- [Task statement]
Pull out every line of the entries below that contains the string "tree". Case counts.

[Data drawn from a collection]
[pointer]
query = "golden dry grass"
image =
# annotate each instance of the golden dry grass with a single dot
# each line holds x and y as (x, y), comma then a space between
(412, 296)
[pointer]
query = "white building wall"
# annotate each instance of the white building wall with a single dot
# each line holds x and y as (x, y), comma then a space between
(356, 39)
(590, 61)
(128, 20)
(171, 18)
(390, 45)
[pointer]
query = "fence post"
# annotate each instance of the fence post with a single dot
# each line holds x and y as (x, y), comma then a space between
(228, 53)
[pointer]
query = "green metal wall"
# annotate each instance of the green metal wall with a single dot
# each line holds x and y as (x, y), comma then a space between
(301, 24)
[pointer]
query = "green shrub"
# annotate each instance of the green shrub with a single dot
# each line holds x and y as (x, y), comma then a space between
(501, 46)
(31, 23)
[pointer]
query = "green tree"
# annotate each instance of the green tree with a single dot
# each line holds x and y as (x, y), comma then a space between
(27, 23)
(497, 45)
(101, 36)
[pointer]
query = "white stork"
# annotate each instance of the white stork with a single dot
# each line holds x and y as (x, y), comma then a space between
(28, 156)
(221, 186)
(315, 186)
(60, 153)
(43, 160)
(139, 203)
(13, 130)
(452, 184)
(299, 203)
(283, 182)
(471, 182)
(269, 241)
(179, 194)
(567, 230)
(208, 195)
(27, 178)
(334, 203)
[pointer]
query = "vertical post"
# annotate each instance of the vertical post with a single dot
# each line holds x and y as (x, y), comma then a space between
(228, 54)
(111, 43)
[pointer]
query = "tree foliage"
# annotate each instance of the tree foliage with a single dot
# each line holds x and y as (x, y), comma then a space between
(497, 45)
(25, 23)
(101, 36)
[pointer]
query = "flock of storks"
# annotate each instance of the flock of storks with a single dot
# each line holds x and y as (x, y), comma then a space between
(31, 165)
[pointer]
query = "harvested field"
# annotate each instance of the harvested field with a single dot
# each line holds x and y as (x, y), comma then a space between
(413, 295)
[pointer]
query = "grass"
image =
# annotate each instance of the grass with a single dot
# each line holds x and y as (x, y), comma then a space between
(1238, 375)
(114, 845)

- [Written answer]
query = "green tree"
# annotate each instance of the green tree with a single dot
query = "tree foliage"
# annotate each instance of the tree foliage with a single dot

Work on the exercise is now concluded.